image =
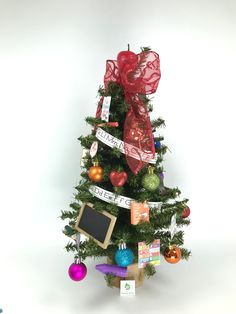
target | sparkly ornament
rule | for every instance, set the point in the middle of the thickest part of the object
(172, 254)
(157, 144)
(150, 180)
(77, 271)
(123, 256)
(186, 212)
(118, 178)
(95, 172)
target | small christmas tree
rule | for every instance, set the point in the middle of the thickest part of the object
(121, 203)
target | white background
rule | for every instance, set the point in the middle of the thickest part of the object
(52, 60)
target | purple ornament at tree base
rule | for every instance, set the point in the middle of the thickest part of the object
(77, 271)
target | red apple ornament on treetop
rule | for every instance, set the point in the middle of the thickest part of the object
(117, 178)
(139, 75)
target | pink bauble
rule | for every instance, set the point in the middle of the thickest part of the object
(77, 272)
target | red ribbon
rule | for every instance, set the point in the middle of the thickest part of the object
(139, 75)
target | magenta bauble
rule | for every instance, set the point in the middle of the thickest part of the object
(78, 271)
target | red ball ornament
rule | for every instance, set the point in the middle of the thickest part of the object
(172, 254)
(186, 212)
(126, 59)
(118, 178)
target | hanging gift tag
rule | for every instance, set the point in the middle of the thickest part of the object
(127, 288)
(93, 149)
(83, 157)
(139, 212)
(148, 253)
(173, 227)
(106, 108)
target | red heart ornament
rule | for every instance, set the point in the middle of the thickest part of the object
(118, 178)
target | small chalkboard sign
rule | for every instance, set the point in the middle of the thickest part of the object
(96, 225)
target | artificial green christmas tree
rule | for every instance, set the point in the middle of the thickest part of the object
(122, 187)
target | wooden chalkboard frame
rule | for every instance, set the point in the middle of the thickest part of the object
(109, 231)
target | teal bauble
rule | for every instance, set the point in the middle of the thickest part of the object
(124, 257)
(150, 180)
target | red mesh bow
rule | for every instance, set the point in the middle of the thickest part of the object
(139, 75)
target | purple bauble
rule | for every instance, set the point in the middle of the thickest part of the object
(77, 272)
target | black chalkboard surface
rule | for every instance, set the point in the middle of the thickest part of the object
(94, 224)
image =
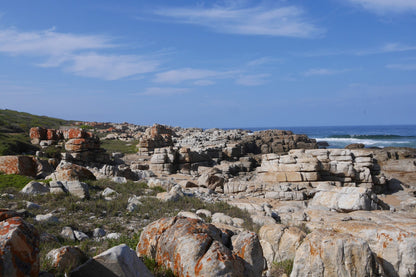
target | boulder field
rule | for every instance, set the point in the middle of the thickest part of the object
(325, 212)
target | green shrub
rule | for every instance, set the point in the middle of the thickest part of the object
(13, 181)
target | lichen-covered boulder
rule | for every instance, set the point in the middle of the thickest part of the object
(280, 242)
(22, 165)
(19, 246)
(190, 248)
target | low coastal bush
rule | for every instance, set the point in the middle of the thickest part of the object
(13, 181)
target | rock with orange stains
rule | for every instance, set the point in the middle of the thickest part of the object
(247, 246)
(329, 253)
(22, 165)
(190, 247)
(67, 257)
(19, 246)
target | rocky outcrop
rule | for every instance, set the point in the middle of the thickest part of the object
(19, 246)
(22, 165)
(157, 136)
(280, 242)
(66, 258)
(80, 145)
(192, 248)
(348, 199)
(117, 261)
(67, 171)
(328, 253)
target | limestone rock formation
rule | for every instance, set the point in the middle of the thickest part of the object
(19, 246)
(191, 247)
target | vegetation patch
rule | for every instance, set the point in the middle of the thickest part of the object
(13, 181)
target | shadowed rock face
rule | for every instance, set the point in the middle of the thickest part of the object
(19, 246)
(192, 248)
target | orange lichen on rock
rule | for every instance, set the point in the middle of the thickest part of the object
(19, 246)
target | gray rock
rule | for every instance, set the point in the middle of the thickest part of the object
(34, 188)
(80, 235)
(68, 233)
(119, 180)
(47, 218)
(117, 261)
(98, 233)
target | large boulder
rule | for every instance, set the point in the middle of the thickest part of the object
(247, 246)
(22, 165)
(120, 261)
(348, 199)
(67, 171)
(328, 253)
(280, 242)
(19, 246)
(34, 188)
(192, 248)
(67, 257)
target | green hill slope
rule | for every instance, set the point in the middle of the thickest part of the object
(14, 130)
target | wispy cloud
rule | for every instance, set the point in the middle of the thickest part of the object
(75, 53)
(387, 6)
(155, 91)
(392, 47)
(189, 74)
(262, 61)
(324, 71)
(405, 67)
(252, 80)
(233, 18)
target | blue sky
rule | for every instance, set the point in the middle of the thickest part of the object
(231, 63)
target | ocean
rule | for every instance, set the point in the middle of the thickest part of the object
(370, 136)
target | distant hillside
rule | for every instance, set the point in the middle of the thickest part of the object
(14, 130)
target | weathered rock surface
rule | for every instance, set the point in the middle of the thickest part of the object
(22, 165)
(34, 188)
(117, 261)
(280, 242)
(348, 199)
(328, 253)
(67, 257)
(191, 247)
(19, 246)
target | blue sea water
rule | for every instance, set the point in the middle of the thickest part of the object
(370, 136)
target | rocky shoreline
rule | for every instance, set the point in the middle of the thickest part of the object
(326, 212)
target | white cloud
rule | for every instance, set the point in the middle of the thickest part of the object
(265, 20)
(387, 6)
(72, 53)
(323, 72)
(164, 91)
(188, 74)
(204, 83)
(261, 61)
(48, 42)
(406, 67)
(252, 80)
(110, 67)
(393, 47)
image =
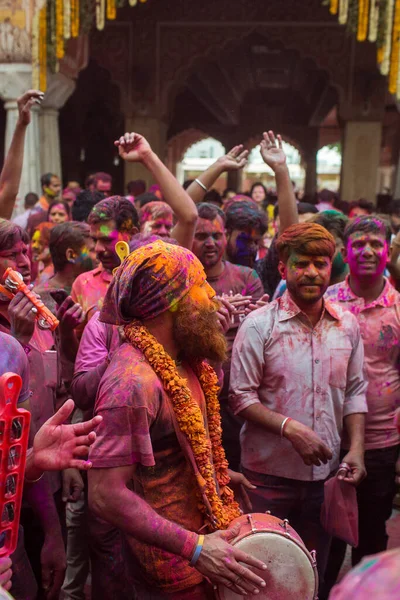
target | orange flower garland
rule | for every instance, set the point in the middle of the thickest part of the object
(208, 453)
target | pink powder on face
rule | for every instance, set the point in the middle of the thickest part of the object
(367, 255)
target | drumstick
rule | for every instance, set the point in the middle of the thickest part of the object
(14, 282)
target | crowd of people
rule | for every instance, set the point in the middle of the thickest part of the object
(232, 354)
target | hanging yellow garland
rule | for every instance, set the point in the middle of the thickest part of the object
(208, 453)
(100, 14)
(394, 58)
(373, 21)
(59, 29)
(343, 11)
(333, 7)
(43, 48)
(387, 47)
(111, 10)
(74, 18)
(363, 12)
(67, 19)
(35, 50)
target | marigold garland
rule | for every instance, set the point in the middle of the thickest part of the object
(343, 11)
(208, 453)
(363, 20)
(394, 59)
(377, 21)
(59, 20)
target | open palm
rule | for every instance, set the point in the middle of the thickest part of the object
(272, 151)
(133, 147)
(58, 446)
(235, 159)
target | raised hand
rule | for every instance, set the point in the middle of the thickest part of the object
(272, 151)
(355, 470)
(307, 443)
(57, 446)
(25, 103)
(235, 159)
(133, 147)
(220, 562)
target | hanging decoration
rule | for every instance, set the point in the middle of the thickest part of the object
(58, 21)
(377, 21)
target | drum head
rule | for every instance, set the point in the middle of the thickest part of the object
(290, 574)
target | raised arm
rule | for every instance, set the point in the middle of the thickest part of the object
(235, 160)
(133, 147)
(274, 156)
(11, 173)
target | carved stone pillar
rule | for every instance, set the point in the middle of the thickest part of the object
(15, 79)
(361, 156)
(59, 90)
(155, 131)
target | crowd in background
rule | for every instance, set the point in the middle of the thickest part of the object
(64, 246)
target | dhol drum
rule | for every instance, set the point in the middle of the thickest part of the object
(292, 570)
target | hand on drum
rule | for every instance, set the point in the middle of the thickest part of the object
(308, 444)
(219, 562)
(239, 484)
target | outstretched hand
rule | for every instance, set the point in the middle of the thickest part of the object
(25, 103)
(133, 147)
(58, 446)
(235, 159)
(272, 150)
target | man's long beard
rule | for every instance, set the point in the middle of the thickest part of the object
(197, 332)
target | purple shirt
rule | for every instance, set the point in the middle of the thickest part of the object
(311, 374)
(14, 360)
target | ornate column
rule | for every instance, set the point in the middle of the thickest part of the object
(361, 156)
(155, 131)
(310, 149)
(15, 79)
(59, 90)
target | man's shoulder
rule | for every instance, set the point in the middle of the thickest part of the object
(129, 372)
(84, 278)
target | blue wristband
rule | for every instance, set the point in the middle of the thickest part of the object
(198, 550)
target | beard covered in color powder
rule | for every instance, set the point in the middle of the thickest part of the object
(197, 332)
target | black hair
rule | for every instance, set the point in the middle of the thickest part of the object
(71, 234)
(146, 198)
(333, 222)
(45, 179)
(244, 215)
(368, 224)
(209, 211)
(118, 209)
(84, 203)
(30, 200)
(63, 203)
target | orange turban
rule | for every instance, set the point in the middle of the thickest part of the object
(150, 281)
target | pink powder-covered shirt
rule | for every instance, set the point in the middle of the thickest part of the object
(311, 374)
(379, 323)
(90, 288)
(99, 342)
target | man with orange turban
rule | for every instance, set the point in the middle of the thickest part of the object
(297, 380)
(161, 429)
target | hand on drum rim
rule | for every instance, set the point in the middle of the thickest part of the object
(219, 562)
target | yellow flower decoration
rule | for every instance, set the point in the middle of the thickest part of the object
(219, 508)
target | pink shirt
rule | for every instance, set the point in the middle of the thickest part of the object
(99, 341)
(90, 288)
(312, 374)
(380, 330)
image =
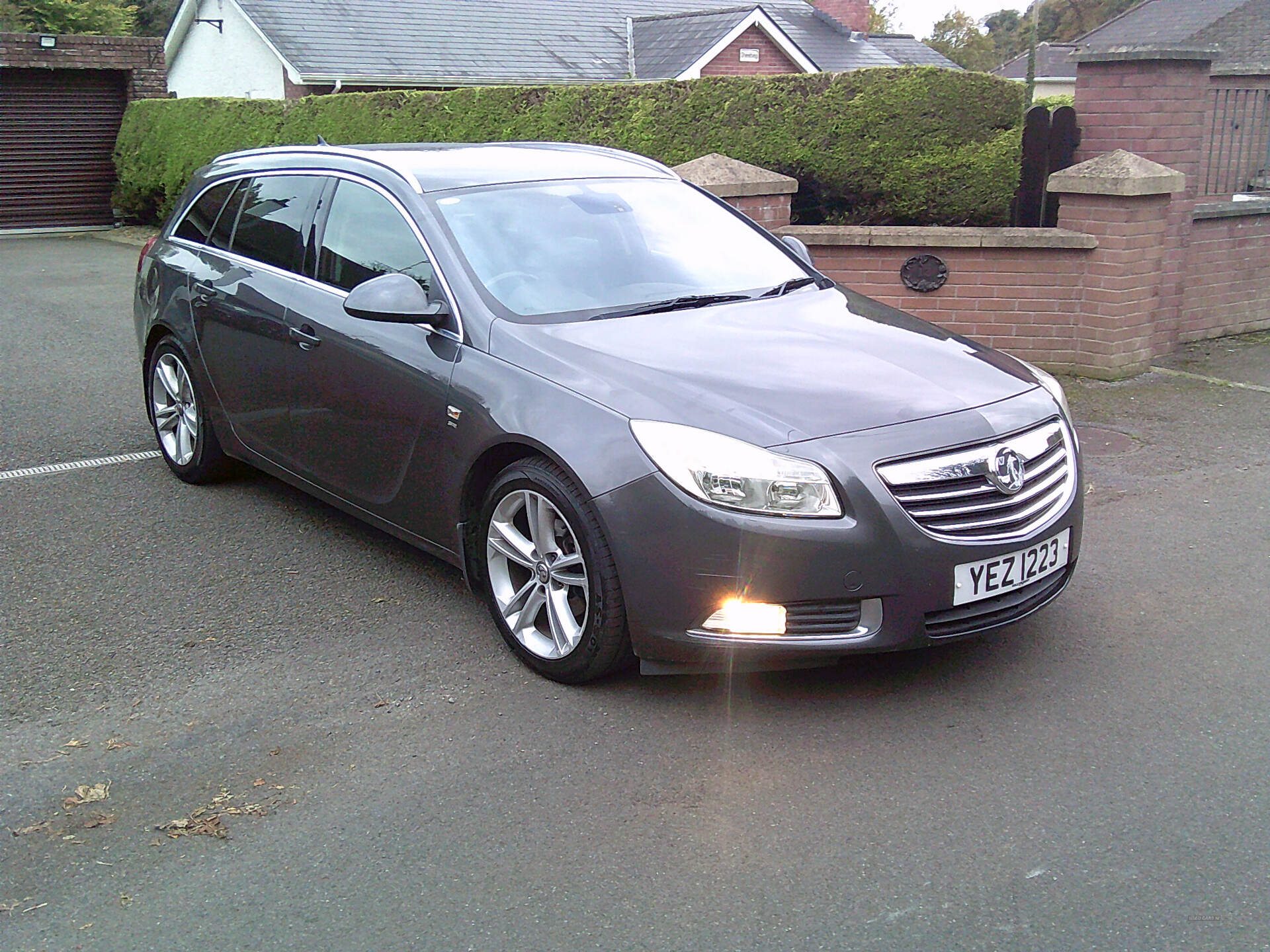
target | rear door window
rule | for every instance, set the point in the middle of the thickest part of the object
(198, 221)
(222, 231)
(276, 210)
(367, 237)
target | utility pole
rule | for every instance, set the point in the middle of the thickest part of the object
(1032, 56)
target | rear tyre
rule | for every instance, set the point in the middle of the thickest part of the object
(178, 414)
(549, 575)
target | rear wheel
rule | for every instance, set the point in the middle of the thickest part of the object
(179, 416)
(550, 579)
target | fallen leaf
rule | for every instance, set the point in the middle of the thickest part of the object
(202, 826)
(85, 793)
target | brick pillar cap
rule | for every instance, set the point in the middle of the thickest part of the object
(730, 178)
(1118, 173)
(1129, 54)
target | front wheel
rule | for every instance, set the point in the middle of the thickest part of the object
(550, 579)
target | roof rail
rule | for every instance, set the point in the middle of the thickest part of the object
(365, 155)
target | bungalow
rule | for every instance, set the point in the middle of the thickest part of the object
(1238, 31)
(290, 48)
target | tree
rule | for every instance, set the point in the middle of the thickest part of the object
(959, 38)
(11, 18)
(106, 17)
(1009, 32)
(154, 17)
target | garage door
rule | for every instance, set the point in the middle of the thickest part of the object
(58, 130)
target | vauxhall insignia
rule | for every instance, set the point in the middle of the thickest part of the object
(1006, 471)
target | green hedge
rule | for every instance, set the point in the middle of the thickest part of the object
(905, 146)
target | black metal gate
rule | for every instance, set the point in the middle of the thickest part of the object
(58, 131)
(1049, 146)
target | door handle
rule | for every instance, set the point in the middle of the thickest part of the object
(305, 337)
(205, 295)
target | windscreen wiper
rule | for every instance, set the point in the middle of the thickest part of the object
(788, 286)
(675, 303)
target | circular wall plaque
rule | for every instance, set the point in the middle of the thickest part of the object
(923, 273)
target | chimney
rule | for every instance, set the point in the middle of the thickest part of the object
(851, 16)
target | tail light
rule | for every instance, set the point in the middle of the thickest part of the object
(145, 252)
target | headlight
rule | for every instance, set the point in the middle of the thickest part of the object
(1053, 386)
(737, 475)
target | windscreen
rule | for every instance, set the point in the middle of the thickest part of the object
(585, 249)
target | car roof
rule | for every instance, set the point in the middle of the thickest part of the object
(429, 167)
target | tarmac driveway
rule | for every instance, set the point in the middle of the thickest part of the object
(384, 776)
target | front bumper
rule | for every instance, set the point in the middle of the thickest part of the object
(869, 582)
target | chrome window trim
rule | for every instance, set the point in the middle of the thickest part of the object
(869, 625)
(970, 460)
(313, 282)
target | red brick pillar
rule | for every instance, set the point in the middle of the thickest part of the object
(1155, 104)
(763, 196)
(1127, 204)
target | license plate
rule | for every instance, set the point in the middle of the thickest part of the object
(1005, 573)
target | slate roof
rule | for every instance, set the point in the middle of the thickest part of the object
(1053, 61)
(908, 50)
(1238, 28)
(668, 45)
(465, 42)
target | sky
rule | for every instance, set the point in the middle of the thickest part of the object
(917, 17)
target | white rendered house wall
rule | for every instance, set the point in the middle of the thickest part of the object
(229, 63)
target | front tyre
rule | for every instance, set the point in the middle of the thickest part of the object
(550, 579)
(179, 416)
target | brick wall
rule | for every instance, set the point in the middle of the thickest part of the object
(771, 60)
(769, 211)
(142, 58)
(1024, 301)
(1154, 104)
(1155, 267)
(1227, 268)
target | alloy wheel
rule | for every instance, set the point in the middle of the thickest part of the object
(175, 412)
(538, 574)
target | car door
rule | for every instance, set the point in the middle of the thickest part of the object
(368, 397)
(239, 294)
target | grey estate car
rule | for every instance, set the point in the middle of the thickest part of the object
(639, 424)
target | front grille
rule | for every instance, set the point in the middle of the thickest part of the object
(810, 619)
(949, 494)
(991, 612)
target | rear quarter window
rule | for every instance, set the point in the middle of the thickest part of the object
(201, 219)
(275, 212)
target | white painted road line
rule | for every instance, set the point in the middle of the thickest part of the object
(80, 465)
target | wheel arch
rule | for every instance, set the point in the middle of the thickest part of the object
(482, 474)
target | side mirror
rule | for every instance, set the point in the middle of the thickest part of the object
(798, 248)
(397, 299)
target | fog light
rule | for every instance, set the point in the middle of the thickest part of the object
(740, 617)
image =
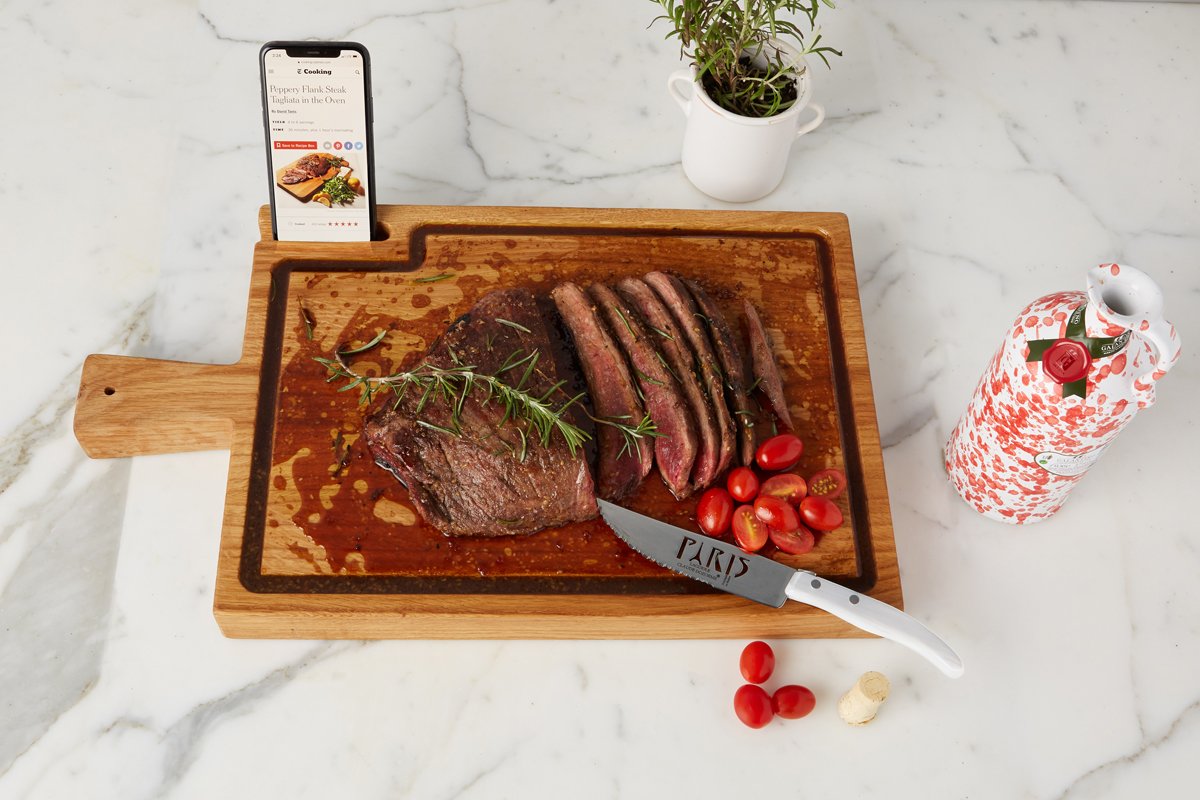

• [Requirements]: Find every line in the material above that contains the string "crowd", and copy each of those lines out in full. Case counts, so match only that exact capitalization.

• [Task response]:
target | crowd of people
target | crowd in background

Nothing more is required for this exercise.